PROBLEM SET:
#1 Reproduce the full forum thread comparing the Cleveland Orchestra and the Vienna Philharmonic, character for character, from its title through its last line.
#2 List every line in the records that contains the string "chair", treating uppercase and lowercase as different.

# Cleveland Orchestra VS Vienna Philharmonic



## h1478971 (Dec 6, 2009)

What are the differences between the Cleveland Orchestra and the Vienna Philharmonic in terms of the sound? I have heard people compare the Cleveland Orchestra to the Vienna Philharmonic. What are the similar qualities if any?


----------



## Vaneyes (May 11, 2010)

None. If the Cleveland O. sounded anything like the VPO, Maestro Worse-than-Most would be universally loved.


----------



## david johnson (Jun 25, 2007)

listen to some szell/cleveland recordings and then the same works with the vpo i don't think they are much the same, but i do hear a little similarity.


----------



## Guest (Jun 1, 2010)

I think it very much depends on what period, and under what conductor. As mentioned already, the Cleveland Orchestra under George Szell was magnificent.


----------



## superhorn (Mar 23, 2010)

The Vienna Philharmonic has always used its own special Viennese woodwind and brass instruments,and even percussion,which give it a very distinctive sound. The Viennese horn,which is a single F instrument with a completely different valve system is not used by any horn players outside of Austria, and is supposed to be even harder to play than regular horns,and the Viennese oboe has a very distinctive sound,too,for example.
Uner Szell, the Clkeveland ,at least as it sounds to me on recordings, did not have that warm,mellow glowing sound of the Viennese, but a much dryer,harder,more glassy sound.
The Cleveland brass at the time,always sounded much to brittle and sputtery for me.
They tended to peck at the notes rather than sustain them, for example.especially the horns and trumpets. The orchestra sounds quite different under Welser-Mopst from what little I've heard of them so far together, but the personal is completely different now. 
I doubt if there are any musicians left from the Szell era,which lasted form 1946-1970,when Szell died.


----------



## h1478971 (Dec 6, 2009)

DATA FOR PROCESSING:

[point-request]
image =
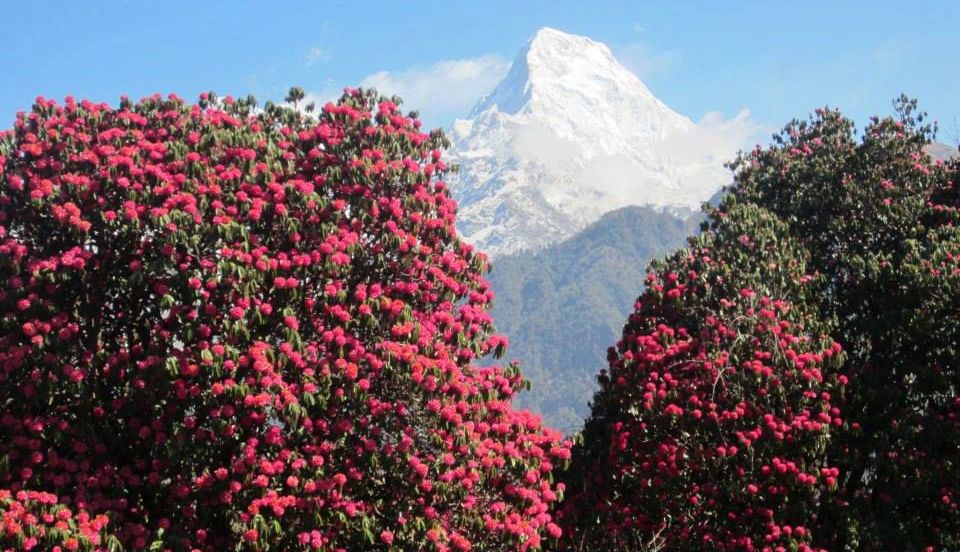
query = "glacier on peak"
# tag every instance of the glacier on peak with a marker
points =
(568, 135)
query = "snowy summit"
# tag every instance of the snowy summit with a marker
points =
(568, 135)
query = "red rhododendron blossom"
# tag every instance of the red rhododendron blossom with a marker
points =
(224, 329)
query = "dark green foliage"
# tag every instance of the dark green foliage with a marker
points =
(563, 306)
(872, 223)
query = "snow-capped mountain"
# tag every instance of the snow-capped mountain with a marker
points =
(568, 135)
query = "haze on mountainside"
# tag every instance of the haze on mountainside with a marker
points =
(573, 177)
(570, 134)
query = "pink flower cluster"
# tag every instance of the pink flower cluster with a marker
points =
(230, 330)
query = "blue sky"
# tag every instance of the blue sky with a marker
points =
(779, 60)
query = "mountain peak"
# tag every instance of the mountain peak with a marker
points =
(568, 135)
(557, 69)
(549, 42)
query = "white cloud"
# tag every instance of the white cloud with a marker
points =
(318, 55)
(713, 138)
(444, 90)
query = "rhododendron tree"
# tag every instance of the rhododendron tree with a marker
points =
(36, 521)
(710, 428)
(792, 379)
(880, 219)
(230, 328)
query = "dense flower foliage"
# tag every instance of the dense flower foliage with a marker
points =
(224, 328)
(35, 521)
(792, 379)
(881, 222)
(710, 428)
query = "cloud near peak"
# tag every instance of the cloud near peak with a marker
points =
(444, 90)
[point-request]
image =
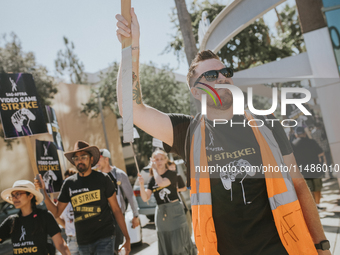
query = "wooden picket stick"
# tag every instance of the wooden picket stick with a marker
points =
(125, 10)
(31, 155)
(32, 160)
(126, 67)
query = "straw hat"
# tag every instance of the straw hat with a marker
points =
(84, 146)
(22, 185)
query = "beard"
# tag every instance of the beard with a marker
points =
(82, 168)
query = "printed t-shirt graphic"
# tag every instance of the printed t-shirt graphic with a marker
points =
(88, 196)
(24, 241)
(240, 206)
(166, 194)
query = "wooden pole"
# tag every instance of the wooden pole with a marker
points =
(32, 160)
(125, 10)
(31, 155)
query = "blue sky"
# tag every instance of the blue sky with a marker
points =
(90, 25)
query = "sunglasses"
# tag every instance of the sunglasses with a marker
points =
(212, 75)
(82, 158)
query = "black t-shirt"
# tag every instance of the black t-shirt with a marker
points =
(166, 194)
(242, 216)
(306, 153)
(88, 196)
(24, 241)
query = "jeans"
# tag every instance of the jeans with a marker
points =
(73, 245)
(102, 246)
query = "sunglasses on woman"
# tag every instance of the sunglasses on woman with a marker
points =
(212, 75)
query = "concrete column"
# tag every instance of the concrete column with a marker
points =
(324, 68)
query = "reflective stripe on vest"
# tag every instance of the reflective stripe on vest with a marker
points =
(282, 197)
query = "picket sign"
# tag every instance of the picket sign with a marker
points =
(33, 162)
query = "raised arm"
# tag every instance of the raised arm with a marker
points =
(158, 124)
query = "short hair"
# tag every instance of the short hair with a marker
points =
(70, 172)
(201, 56)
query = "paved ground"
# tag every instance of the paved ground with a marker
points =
(330, 219)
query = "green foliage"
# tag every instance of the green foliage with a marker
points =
(13, 59)
(68, 61)
(251, 47)
(159, 90)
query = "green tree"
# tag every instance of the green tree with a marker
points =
(251, 47)
(159, 89)
(14, 59)
(67, 62)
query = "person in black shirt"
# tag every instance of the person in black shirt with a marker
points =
(172, 229)
(28, 229)
(231, 207)
(93, 198)
(181, 187)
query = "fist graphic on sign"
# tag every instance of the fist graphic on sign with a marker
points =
(21, 119)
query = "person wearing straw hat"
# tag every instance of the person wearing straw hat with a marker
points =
(29, 228)
(92, 195)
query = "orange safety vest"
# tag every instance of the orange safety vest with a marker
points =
(285, 206)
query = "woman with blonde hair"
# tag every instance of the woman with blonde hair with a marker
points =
(172, 228)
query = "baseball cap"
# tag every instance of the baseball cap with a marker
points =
(105, 153)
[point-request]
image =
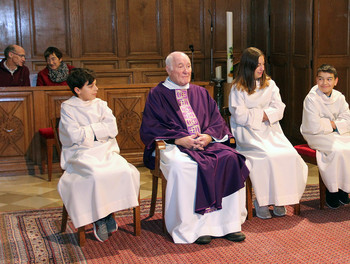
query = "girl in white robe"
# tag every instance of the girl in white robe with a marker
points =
(277, 172)
(97, 181)
(326, 128)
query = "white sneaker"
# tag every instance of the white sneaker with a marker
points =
(279, 210)
(262, 212)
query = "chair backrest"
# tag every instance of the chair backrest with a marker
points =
(54, 124)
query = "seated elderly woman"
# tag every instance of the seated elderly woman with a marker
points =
(56, 71)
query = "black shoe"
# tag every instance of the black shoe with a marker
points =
(235, 237)
(332, 199)
(343, 197)
(203, 240)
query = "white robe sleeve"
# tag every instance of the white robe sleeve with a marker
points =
(71, 133)
(276, 107)
(107, 127)
(242, 115)
(312, 122)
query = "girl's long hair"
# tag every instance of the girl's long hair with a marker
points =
(245, 79)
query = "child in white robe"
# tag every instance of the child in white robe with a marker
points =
(277, 172)
(326, 128)
(97, 181)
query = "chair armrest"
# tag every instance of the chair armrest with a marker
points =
(160, 144)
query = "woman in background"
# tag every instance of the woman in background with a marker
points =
(56, 71)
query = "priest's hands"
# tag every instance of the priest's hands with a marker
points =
(195, 142)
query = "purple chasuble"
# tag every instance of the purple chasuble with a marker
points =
(221, 169)
(187, 112)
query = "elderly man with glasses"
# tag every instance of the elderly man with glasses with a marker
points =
(12, 69)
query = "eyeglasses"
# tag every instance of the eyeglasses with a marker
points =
(20, 55)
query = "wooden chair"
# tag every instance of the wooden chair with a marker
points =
(81, 230)
(249, 187)
(157, 174)
(309, 155)
(47, 142)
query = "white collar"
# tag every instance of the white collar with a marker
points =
(173, 86)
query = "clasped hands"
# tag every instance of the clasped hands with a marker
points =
(195, 142)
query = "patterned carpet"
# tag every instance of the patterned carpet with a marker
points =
(313, 237)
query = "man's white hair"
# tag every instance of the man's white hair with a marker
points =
(169, 61)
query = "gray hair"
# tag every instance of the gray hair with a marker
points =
(8, 49)
(169, 61)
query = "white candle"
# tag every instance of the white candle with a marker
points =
(218, 72)
(229, 31)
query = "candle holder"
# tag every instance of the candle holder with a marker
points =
(219, 93)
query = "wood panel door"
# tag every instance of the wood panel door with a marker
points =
(290, 58)
(16, 129)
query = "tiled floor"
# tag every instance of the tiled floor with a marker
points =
(35, 192)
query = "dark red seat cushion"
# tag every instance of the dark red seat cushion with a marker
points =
(46, 132)
(304, 149)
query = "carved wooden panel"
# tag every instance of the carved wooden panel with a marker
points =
(143, 19)
(16, 124)
(105, 65)
(98, 27)
(187, 24)
(154, 77)
(44, 32)
(110, 77)
(333, 27)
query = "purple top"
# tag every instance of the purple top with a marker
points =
(19, 78)
(221, 169)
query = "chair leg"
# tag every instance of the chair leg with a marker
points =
(322, 192)
(64, 219)
(137, 219)
(81, 236)
(43, 153)
(49, 150)
(164, 183)
(297, 209)
(154, 195)
(249, 202)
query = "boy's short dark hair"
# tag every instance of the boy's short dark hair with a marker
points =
(78, 77)
(52, 50)
(327, 68)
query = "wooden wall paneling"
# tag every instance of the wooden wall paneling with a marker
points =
(8, 25)
(98, 36)
(260, 25)
(75, 34)
(143, 19)
(187, 25)
(301, 55)
(154, 76)
(45, 33)
(16, 133)
(100, 65)
(331, 39)
(127, 106)
(239, 9)
(114, 77)
(280, 37)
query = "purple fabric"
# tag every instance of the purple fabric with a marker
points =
(19, 78)
(221, 169)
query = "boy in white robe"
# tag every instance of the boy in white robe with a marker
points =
(326, 128)
(97, 181)
(277, 172)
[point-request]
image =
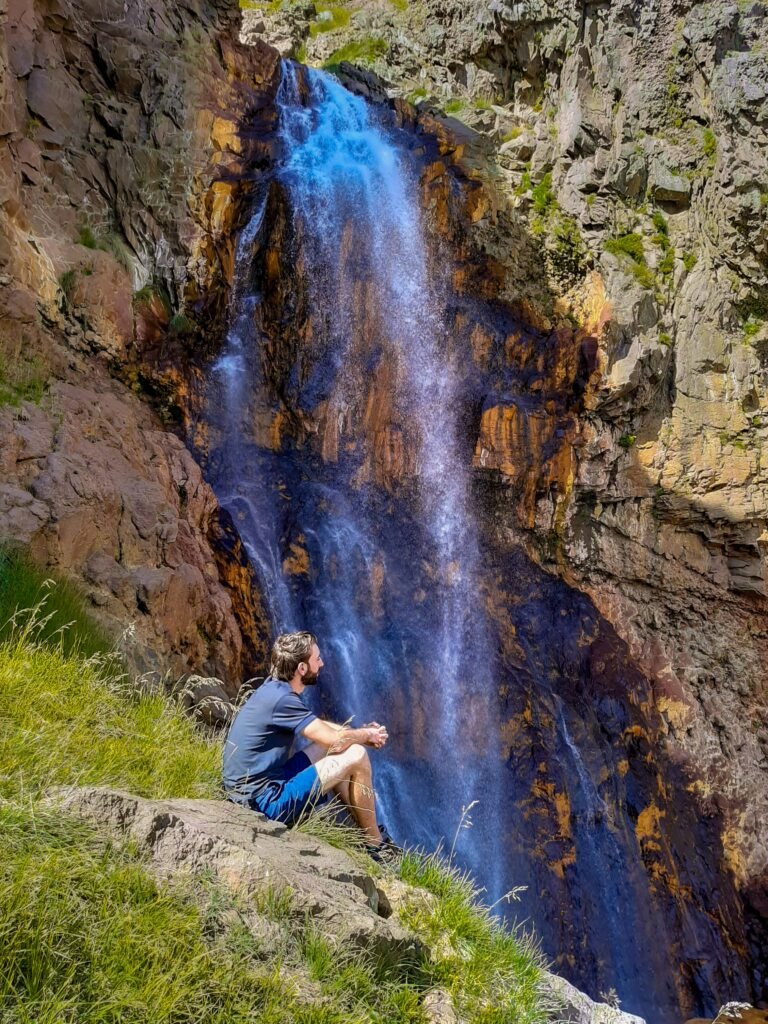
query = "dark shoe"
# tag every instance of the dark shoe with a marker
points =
(384, 854)
(388, 842)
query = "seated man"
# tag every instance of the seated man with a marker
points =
(259, 770)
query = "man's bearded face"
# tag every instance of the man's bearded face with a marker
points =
(309, 678)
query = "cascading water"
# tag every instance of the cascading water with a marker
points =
(340, 168)
(396, 579)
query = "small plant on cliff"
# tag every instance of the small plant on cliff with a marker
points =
(543, 196)
(24, 375)
(493, 973)
(329, 18)
(68, 282)
(454, 105)
(710, 146)
(363, 51)
(631, 246)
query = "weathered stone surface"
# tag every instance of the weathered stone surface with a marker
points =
(579, 1009)
(249, 853)
(96, 488)
(660, 505)
(208, 699)
(123, 132)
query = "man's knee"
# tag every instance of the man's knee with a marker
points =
(357, 755)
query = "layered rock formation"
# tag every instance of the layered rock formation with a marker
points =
(614, 174)
(256, 857)
(120, 156)
(600, 181)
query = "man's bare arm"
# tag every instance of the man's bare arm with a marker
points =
(338, 737)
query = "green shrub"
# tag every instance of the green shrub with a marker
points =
(180, 325)
(659, 222)
(24, 375)
(525, 184)
(543, 196)
(110, 243)
(363, 51)
(330, 18)
(667, 264)
(68, 282)
(752, 327)
(627, 245)
(454, 105)
(514, 132)
(492, 973)
(632, 246)
(710, 143)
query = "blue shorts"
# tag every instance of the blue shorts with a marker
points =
(290, 791)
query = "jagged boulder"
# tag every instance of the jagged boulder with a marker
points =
(250, 853)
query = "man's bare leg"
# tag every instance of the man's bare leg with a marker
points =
(349, 775)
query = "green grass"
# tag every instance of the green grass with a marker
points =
(330, 18)
(71, 720)
(631, 246)
(454, 105)
(493, 974)
(363, 51)
(64, 620)
(24, 376)
(87, 935)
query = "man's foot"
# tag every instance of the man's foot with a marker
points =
(386, 840)
(385, 852)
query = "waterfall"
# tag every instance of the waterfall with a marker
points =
(393, 573)
(341, 167)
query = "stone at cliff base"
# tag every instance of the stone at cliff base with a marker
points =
(580, 1009)
(248, 852)
(207, 698)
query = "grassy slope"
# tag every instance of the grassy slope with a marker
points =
(87, 935)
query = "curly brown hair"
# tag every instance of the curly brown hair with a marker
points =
(289, 650)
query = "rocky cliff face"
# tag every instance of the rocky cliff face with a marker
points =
(118, 170)
(598, 173)
(612, 161)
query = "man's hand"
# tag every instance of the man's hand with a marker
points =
(377, 734)
(338, 737)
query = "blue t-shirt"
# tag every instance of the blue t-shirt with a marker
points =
(260, 737)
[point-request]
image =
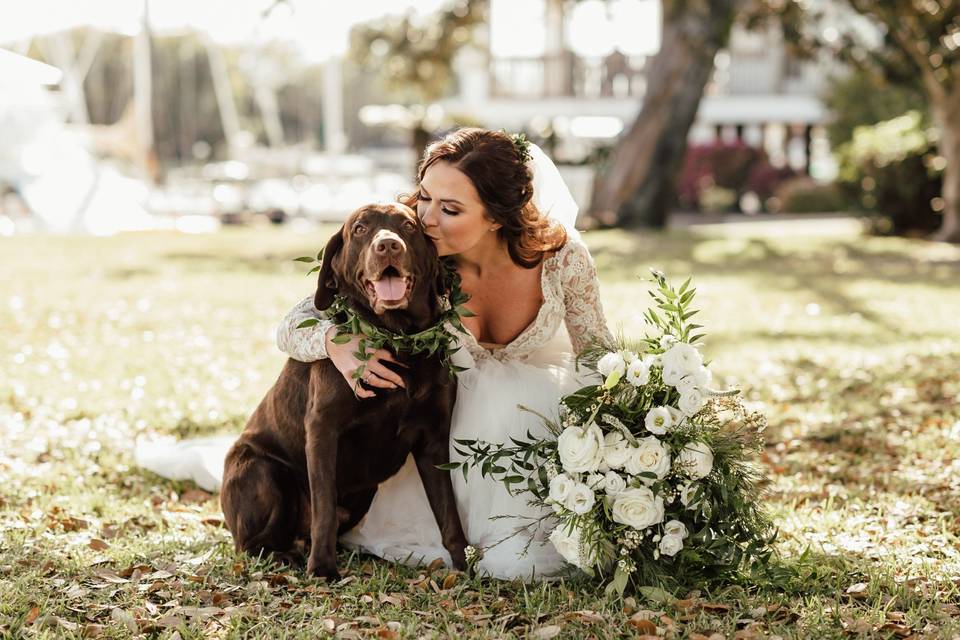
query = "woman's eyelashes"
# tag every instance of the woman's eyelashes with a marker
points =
(449, 212)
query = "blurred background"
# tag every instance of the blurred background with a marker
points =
(138, 114)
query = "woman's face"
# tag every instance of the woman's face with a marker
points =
(452, 213)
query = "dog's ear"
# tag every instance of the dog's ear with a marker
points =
(328, 282)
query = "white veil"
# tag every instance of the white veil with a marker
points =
(550, 193)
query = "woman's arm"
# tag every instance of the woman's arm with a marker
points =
(581, 296)
(307, 344)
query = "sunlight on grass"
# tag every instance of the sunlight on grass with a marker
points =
(849, 345)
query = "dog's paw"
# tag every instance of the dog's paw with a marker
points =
(321, 569)
(292, 558)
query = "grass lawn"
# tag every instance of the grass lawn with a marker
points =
(851, 346)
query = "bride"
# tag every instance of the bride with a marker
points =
(499, 207)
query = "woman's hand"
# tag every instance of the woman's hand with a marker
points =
(375, 374)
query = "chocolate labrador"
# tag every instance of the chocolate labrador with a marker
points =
(308, 462)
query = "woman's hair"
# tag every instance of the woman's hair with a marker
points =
(494, 165)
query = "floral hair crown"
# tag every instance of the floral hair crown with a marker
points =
(522, 145)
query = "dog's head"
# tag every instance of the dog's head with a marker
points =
(382, 260)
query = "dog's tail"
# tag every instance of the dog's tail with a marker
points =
(197, 459)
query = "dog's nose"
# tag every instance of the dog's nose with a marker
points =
(388, 246)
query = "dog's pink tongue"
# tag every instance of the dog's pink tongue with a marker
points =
(390, 287)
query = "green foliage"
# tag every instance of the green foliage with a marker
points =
(805, 195)
(731, 536)
(892, 172)
(866, 97)
(415, 58)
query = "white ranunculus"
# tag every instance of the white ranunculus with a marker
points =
(676, 416)
(672, 374)
(638, 508)
(687, 493)
(696, 459)
(560, 487)
(687, 384)
(613, 483)
(595, 481)
(580, 499)
(675, 528)
(615, 450)
(638, 373)
(684, 357)
(611, 362)
(703, 377)
(649, 457)
(567, 544)
(581, 449)
(691, 402)
(658, 420)
(670, 545)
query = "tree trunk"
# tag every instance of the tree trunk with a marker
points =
(947, 112)
(637, 187)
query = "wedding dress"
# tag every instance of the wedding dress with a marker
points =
(534, 370)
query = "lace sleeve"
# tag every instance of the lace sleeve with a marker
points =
(307, 344)
(581, 297)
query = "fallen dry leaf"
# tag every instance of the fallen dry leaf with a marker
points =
(194, 496)
(643, 625)
(714, 607)
(97, 544)
(126, 619)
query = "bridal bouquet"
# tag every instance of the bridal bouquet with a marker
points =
(647, 477)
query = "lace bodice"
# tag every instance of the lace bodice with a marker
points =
(571, 294)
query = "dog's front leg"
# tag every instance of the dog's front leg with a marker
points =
(436, 482)
(321, 452)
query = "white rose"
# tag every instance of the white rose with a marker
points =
(611, 362)
(687, 384)
(677, 418)
(638, 508)
(580, 449)
(658, 420)
(615, 450)
(613, 483)
(560, 487)
(702, 377)
(691, 402)
(675, 528)
(595, 481)
(650, 457)
(670, 545)
(672, 374)
(580, 499)
(687, 493)
(684, 357)
(638, 373)
(567, 544)
(696, 459)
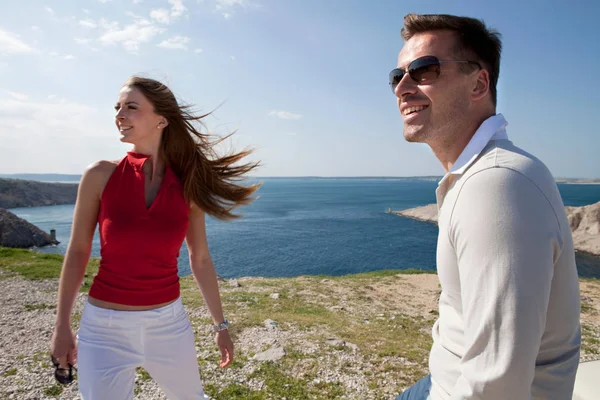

OUTPUTS BY TASK:
#1
# Cleveland Orchestra VS Vienna Philharmonic



## h1478971 (Dec 6, 2009)

What are the differences between the Cleveland Orchestra and the Vienna Philharmonic in terms of the sound? I have heard people compare the Cleveland Orchestra to the Vienna Philharmonic. What are the similar qualities if any?


----------



## Vaneyes (May 11, 2010)

None. If the Cleveland O. sounded anything like the VPO, Maestro Worse-than-Most would be universally loved.


----------



## david johnson (Jun 25, 2007)

listen to some szell/cleveland recordings and then the same works with the vpo i don't think they are much the same, but i do hear a little similarity.


----------



## Guest (Jun 1, 2010)

I think it very much depends on what period, and under what conductor. As mentioned already, the Cleveland Orchestra under George Szell was magnificent.


----------



## superhorn (Mar 23, 2010)

The Vienna Philharmonic has always used its own special Viennese woodwind and brass instruments,and even percussion,which give it a very distinctive sound. The Viennese horn,which is a single F instrument with a completely different valve system is not used by any horn players outside of Austria, and is supposed to be even harder to play than regular horns,and the Viennese oboe has a very distinctive sound,too,for example.
Uner Szell, the Clkeveland ,at least as it sounds to me on recordings, did not have that warm,mellow glowing sound of the Viennese, but a much dryer,harder,more glassy sound.
The Cleveland brass at the time,always sounded much to brittle and sputtery for me.
They tended to peck at the notes rather than sustain them, for example.especially the horns and trumpets. The orchestra sounds quite different under Welser-Mopst from what little I've heard of them so far together, but the personal is completely different now. 
I doubt if there are any musicians left from the Szell era,which lasted form 1946-1970,when Szell died.


----------



## h1478971 (Dec 6, 2009)

#2
query = "chair backrest"
# tag every instance of the chair backrest with a marker
query = "chair armrest"
# tag every instance of the chair armrest with a marker
query = "wooden chair"
# tag every instance of the wooden chair with a marker
query = "chair leg"
# tag every instance of the chair leg with a marker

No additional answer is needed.